# Goal of the exercise
All entries that follow are to be written out verbatim.

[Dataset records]
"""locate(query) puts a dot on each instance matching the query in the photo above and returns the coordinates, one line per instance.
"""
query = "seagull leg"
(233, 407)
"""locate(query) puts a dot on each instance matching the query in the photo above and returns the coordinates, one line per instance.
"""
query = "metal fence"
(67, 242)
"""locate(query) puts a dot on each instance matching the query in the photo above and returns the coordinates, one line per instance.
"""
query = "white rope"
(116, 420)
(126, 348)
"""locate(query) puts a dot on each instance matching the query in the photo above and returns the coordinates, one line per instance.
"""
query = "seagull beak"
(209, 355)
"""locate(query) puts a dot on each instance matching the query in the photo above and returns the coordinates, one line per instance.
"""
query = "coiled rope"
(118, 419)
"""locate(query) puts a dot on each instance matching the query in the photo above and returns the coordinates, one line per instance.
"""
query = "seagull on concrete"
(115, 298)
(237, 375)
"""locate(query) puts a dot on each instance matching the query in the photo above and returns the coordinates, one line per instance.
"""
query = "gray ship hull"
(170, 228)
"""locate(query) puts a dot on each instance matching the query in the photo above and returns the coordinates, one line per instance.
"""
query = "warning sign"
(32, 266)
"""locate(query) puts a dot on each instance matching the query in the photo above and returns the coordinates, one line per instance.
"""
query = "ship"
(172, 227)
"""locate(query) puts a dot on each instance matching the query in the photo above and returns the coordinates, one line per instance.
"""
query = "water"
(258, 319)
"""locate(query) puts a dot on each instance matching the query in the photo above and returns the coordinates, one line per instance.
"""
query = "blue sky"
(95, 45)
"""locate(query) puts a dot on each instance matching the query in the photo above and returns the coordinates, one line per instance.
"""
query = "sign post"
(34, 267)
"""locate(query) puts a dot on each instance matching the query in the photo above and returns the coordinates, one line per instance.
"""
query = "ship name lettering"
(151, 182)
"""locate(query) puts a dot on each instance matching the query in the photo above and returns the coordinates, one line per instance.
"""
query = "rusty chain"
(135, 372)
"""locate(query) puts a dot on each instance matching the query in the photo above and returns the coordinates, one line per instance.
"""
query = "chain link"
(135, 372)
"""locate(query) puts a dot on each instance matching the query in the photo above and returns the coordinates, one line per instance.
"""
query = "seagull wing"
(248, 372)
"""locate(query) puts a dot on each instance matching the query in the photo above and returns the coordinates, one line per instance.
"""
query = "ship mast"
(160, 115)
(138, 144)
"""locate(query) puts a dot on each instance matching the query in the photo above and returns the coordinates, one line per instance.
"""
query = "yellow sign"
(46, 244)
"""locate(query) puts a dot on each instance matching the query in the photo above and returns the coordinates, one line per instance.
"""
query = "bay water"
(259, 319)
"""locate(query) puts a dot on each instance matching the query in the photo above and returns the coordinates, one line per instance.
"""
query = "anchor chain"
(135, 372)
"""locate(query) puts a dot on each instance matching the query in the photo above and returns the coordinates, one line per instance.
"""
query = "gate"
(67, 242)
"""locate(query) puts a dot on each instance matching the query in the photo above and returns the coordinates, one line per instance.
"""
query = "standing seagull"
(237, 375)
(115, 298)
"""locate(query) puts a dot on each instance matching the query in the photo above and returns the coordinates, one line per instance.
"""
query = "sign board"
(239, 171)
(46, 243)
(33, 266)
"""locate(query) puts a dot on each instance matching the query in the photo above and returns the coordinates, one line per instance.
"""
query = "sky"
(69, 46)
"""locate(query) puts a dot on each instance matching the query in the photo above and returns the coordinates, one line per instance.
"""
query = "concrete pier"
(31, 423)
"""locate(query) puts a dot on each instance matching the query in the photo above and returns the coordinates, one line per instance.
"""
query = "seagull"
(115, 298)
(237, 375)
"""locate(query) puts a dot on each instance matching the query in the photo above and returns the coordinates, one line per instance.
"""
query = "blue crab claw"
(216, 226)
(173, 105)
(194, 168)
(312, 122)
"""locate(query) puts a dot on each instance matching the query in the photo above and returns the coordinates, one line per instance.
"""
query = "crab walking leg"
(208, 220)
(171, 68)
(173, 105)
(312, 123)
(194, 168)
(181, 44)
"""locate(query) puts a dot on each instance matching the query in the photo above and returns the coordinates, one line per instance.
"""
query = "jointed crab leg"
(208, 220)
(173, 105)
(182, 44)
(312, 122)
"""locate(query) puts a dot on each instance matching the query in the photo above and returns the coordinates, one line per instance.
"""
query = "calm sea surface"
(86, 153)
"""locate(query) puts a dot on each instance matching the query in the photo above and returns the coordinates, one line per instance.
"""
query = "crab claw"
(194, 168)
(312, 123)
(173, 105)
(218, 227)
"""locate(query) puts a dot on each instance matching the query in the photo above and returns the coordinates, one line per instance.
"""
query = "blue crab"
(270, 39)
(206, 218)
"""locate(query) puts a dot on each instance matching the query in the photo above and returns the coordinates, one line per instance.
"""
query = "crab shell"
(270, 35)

# Output for this exercise
"""locate(query) puts a dot on each instance matching the query in the photo above and returns the coordinates, one line per instance.
"""
query = "seagull leg"
(233, 407)
"""locate(query) puts a dot on each instance matching the query in the photo above and returns the coordinates, one line per instance.
"""
query = "metal fence"
(67, 242)
"""locate(query) puts a dot on each instance matching the query in the photo above and returns the coordinates, one line per instance.
"""
query = "white rope"
(116, 420)
(126, 348)
"""locate(query) puts a dot on each instance matching the query in the photo above and returns the coordinates, one line per instance.
"""
query = "seagull beak"
(209, 355)
"""locate(query) puts a dot on each instance matching the query in the photo above and returns the coordinates, one line per instance.
"""
query = "coiled rope"
(118, 419)
"""locate(query) puts a dot on each instance matching the query in the photo above and returns the coordinates, one line per instance.
"""
query = "seagull on concrete"
(115, 298)
(237, 375)
"""locate(query) puts a dot on each instance matching the query in the photo above and returns the coordinates, one line per instance.
"""
query = "gray ship hull"
(170, 228)
"""locate(query) puts a dot on each instance matching the query in the photo above and returns the coordinates, one line per instance.
"""
query = "warning sign"
(32, 266)
"""locate(query) puts a dot on each instance matching the query in the photo above and returns the coordinates, one line per instance.
"""
query = "ship"
(172, 227)
"""locate(query) puts a dot on each instance matching the query in the photo above and returns the coordinates, one line per instance.
"""
query = "water"
(258, 319)
"""locate(query) puts a dot on each instance matching the query in the photo above and returns the coordinates, one line per instance.
"""
query = "blue sky"
(95, 45)
"""locate(query) puts a dot on each instance matching the query in the photo above and returns the coordinates, one line per instance.
"""
query = "sign post"
(34, 267)
"""locate(query) puts a dot on each instance matching the query in the photo above and returns the coordinates, one line per instance.
"""
query = "ship name lettering"
(151, 182)
"""locate(query) puts a dot on each instance matching the query in the photo above and returns the coordinates, one line per instance.
"""
query = "rusty chain"
(135, 372)
"""locate(query) puts a dot on each instance matching the query in the photo above and returns the coordinates, one line per instance.
"""
query = "chain link"
(135, 372)
"""locate(query) puts a dot on each instance matching the query in the photo above and returns the coordinates, one line per instance.
"""
query = "seagull wing"
(248, 372)
"""locate(query) puts a dot on each instance matching the query in the photo above and returns the coordinates, one line per instance.
"""
query = "ship mast"
(160, 115)
(138, 144)
"""locate(query) puts a dot on each instance matching the query in the photo above and returns the coordinates, one line per instance.
"""
query = "yellow sign"
(46, 244)
"""locate(query) puts a dot on each instance matching the query in the photo above and returns the coordinates, one line per instance.
"""
query = "bay water"
(259, 319)
"""locate(query) puts a dot on each instance matching the query in the photo above and returns the coordinates, one line per instance.
"""
query = "anchor chain"
(135, 372)
"""locate(query) puts a dot on each instance matching the query in the photo above and returns the coordinates, one line per instance.
"""
query = "gate"
(67, 242)
"""locate(query) puts a dot on each instance matching the query in the photo above and returns the coordinates, one line per instance.
"""
query = "standing seagull"
(237, 375)
(115, 298)
"""locate(query) puts a dot on each instance matching the query in the photo above and returns the coordinates, one line per instance.
"""
query = "sign board"
(239, 171)
(46, 243)
(33, 266)
"""locate(query) puts a dot on each instance matching the query in the photo above and returns the coordinates, one line per instance.
"""
query = "sky"
(69, 46)
"""locate(query) puts a dot on each instance matching the query in the photo above and returns the coordinates, one line per instance.
"""
query = "concrete pier"
(31, 423)
"""locate(query) puts a dot on each instance matching the query in the photo above and returns the coordinates, one line per instance.
"""
query = "seagull"
(115, 298)
(237, 375)
"""locate(query) puts a dot on each instance matching the query in the photo above and returns the coordinates, one line per instance.
"""
query = "blue crab claw"
(216, 226)
(173, 105)
(194, 168)
(312, 122)
"""locate(query) puts a dot on each instance matching the query in the photo above and returns the coordinates, one line per instance.
"""
query = "crab walking leg"
(208, 220)
(171, 68)
(173, 105)
(312, 123)
(194, 168)
(181, 44)
"""locate(query) puts a dot on each instance matching the query in the photo above and returns the coordinates, one line per instance.
"""
query = "jointed crab leg"
(208, 220)
(173, 105)
(182, 44)
(312, 122)
"""locate(query) puts a dot on each instance matching the query in the photo above and returns the coordinates, one line per instance.
"""
query = "calm sea surface"
(86, 153)
"""locate(query) puts a dot on each instance matching the query in the photo above and returns the coordinates, one line per instance.
"""
query = "crab claw"
(194, 168)
(312, 123)
(173, 105)
(218, 227)
"""locate(query) puts a dot on each instance matching the query in the photo above and returns the coordinates, one line per instance.
"""
query = "blue crab"
(270, 39)
(206, 218)
"""locate(query) puts a dot on each instance matching the query in the photo above and returns the coordinates, one line per instance.
"""
query = "crab shell"
(270, 35)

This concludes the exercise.